- _Assignment_: Copy out everything from the first of the rows below down to the line containing "positive clicks: (206, 608)", with that line included.

- _Records shown_:
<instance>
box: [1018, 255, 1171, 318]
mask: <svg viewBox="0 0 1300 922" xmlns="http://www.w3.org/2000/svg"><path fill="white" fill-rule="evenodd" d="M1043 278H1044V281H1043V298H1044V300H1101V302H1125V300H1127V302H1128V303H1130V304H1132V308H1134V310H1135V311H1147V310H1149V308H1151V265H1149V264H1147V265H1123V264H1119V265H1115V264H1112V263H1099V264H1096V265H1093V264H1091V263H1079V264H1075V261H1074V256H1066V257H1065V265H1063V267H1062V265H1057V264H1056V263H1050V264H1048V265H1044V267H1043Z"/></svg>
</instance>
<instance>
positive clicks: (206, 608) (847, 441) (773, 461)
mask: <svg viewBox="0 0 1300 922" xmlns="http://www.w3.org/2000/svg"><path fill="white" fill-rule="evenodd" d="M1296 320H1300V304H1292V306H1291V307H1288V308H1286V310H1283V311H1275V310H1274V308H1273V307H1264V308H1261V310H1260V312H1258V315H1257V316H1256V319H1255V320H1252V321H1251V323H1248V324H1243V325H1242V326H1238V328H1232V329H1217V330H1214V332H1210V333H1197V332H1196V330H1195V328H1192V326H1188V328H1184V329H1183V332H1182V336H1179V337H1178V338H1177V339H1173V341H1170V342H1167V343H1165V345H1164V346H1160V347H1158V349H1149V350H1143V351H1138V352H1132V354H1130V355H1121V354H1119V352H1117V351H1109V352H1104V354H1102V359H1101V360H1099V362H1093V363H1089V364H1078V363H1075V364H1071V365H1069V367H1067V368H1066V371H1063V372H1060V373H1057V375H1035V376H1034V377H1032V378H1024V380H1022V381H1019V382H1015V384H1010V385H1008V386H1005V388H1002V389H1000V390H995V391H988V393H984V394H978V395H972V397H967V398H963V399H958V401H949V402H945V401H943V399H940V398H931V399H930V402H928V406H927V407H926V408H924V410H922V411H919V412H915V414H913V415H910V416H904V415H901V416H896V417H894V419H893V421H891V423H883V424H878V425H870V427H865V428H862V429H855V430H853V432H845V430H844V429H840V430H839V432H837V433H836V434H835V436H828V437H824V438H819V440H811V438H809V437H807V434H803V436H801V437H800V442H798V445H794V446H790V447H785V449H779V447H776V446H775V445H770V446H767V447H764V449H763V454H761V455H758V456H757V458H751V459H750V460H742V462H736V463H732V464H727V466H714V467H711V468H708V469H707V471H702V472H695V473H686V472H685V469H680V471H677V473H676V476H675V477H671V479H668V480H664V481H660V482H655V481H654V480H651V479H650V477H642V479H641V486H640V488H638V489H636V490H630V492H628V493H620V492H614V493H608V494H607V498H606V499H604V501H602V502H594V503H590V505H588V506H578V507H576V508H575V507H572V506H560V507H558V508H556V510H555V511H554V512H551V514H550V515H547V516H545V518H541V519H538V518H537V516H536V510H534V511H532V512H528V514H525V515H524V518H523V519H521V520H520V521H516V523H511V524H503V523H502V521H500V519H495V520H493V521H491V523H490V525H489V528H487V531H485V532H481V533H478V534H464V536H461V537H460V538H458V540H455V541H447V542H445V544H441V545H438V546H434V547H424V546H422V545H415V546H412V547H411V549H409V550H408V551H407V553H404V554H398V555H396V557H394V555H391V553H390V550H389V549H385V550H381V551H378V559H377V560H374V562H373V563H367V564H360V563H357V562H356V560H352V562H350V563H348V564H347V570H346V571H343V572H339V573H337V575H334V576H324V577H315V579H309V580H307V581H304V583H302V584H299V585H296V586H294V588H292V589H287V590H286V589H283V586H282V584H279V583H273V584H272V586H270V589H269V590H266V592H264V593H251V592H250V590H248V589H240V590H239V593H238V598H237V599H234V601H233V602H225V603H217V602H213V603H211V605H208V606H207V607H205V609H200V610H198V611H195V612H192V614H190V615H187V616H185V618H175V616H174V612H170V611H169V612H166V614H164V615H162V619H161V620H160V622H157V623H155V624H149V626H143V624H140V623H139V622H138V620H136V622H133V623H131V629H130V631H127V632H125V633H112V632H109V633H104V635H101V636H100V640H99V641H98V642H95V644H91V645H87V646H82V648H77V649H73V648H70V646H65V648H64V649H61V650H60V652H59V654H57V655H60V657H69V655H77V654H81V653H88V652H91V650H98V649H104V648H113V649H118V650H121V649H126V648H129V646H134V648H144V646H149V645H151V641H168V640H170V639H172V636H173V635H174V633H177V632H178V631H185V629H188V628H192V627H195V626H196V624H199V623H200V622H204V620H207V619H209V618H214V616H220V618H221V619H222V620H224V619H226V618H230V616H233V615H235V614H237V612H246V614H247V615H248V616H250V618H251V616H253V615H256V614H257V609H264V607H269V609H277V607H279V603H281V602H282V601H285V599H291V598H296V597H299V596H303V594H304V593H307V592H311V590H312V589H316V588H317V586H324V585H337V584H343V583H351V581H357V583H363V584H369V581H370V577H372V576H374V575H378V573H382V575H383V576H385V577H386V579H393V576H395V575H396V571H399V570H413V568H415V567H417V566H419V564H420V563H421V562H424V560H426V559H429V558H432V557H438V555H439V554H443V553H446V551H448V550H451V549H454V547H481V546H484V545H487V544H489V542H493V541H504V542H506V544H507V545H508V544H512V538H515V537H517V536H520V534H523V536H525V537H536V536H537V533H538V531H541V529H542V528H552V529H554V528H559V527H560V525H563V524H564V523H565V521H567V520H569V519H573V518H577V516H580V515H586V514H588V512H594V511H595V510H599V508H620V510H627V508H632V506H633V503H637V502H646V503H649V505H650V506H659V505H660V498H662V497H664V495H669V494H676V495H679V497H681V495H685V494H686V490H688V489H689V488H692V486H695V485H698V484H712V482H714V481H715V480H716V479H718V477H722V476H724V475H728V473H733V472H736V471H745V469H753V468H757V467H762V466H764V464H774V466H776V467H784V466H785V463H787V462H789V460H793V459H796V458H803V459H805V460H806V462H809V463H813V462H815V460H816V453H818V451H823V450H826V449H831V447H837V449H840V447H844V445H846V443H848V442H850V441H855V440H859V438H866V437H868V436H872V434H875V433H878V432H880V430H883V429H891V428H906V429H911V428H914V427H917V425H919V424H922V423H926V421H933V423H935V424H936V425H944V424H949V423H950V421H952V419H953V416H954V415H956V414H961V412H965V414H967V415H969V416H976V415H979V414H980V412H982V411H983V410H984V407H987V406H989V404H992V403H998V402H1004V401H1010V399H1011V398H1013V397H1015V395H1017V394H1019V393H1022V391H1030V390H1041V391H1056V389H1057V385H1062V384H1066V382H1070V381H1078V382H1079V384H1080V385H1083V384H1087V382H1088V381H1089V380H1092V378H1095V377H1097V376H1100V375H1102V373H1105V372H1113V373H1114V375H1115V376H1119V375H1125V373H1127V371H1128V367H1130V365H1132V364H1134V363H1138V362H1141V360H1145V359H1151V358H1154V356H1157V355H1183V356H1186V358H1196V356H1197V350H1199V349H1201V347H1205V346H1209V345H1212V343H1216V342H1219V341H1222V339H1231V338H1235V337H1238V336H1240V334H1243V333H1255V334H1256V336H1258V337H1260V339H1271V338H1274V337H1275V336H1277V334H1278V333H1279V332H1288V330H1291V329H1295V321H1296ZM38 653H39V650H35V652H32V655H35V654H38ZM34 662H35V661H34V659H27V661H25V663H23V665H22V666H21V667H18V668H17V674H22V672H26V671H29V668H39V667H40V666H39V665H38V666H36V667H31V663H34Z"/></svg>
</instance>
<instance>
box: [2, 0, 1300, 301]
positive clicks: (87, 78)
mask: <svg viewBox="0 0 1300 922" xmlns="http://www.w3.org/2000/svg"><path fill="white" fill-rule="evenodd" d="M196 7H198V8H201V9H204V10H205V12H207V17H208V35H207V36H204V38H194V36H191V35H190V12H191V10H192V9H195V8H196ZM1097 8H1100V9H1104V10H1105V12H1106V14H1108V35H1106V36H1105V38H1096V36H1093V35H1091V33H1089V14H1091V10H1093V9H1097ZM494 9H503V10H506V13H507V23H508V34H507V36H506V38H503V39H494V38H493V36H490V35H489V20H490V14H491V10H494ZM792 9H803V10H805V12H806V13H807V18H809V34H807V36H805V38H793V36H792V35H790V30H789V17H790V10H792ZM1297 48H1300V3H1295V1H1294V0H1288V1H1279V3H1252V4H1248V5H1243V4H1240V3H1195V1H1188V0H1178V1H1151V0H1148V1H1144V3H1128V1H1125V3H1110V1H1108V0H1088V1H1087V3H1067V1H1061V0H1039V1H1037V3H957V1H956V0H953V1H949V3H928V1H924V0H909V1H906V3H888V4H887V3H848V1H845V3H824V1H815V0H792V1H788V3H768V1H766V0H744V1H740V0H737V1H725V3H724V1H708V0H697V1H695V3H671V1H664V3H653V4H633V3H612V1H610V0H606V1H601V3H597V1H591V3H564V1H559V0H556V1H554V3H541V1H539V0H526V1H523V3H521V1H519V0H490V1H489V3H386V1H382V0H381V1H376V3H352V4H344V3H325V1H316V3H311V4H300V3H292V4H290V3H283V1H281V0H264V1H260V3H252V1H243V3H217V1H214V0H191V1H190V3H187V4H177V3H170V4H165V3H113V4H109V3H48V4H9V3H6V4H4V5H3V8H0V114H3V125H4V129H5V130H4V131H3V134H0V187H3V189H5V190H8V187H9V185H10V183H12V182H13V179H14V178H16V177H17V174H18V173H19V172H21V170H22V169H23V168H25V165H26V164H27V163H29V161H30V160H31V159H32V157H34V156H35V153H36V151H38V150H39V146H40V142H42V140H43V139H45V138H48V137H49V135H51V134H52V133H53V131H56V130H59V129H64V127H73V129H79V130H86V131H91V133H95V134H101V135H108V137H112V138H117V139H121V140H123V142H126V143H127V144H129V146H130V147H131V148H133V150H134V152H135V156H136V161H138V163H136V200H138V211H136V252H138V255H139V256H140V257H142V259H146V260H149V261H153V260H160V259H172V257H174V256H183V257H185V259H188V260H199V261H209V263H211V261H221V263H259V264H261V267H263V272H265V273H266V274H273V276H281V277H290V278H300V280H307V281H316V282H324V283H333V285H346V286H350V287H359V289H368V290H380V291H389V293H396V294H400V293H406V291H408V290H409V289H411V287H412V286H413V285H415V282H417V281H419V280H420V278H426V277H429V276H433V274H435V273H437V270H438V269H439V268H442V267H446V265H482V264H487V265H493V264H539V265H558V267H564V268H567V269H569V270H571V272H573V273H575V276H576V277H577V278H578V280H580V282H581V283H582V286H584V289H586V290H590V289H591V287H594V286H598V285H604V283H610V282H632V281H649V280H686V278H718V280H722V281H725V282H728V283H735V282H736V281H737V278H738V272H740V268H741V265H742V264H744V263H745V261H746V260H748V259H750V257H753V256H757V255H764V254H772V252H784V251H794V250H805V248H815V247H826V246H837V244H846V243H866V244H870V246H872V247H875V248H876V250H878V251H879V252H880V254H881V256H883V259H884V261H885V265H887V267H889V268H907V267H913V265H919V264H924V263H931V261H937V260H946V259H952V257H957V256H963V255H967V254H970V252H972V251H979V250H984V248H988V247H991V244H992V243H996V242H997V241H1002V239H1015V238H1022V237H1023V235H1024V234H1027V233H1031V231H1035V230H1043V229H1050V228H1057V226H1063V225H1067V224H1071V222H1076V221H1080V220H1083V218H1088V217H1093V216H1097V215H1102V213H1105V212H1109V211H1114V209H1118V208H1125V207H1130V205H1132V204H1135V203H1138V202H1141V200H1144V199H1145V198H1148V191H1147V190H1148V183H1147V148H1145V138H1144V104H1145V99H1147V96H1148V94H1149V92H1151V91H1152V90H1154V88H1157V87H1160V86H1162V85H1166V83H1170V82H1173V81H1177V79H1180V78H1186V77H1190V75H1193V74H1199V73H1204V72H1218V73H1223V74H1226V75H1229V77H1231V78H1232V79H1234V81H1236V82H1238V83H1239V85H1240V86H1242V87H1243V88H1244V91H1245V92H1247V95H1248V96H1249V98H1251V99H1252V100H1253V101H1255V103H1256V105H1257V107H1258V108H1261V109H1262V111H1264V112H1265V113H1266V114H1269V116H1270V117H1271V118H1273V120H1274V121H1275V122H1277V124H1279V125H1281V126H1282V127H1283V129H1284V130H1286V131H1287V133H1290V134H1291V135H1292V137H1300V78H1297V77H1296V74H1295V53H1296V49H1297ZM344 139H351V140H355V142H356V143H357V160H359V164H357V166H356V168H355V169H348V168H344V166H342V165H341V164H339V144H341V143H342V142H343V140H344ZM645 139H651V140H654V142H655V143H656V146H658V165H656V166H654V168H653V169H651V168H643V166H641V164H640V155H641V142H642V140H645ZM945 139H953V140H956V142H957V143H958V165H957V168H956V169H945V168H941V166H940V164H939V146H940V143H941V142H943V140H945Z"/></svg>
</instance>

- _Answer for this exercise_:
<instance>
box: [1018, 255, 1171, 318]
mask: <svg viewBox="0 0 1300 922" xmlns="http://www.w3.org/2000/svg"><path fill="white" fill-rule="evenodd" d="M1043 278H1044V281H1043V298H1044V300H1101V302H1125V300H1127V302H1128V303H1130V304H1132V308H1134V310H1135V311H1147V310H1149V308H1151V265H1149V264H1147V265H1123V264H1119V265H1115V264H1112V263H1099V264H1096V265H1093V264H1091V263H1079V264H1075V261H1074V256H1066V257H1065V265H1063V267H1062V265H1057V264H1056V263H1050V264H1048V265H1044V267H1043Z"/></svg>
</instance>
<instance>
positive clicks: (206, 608) (847, 441) (773, 461)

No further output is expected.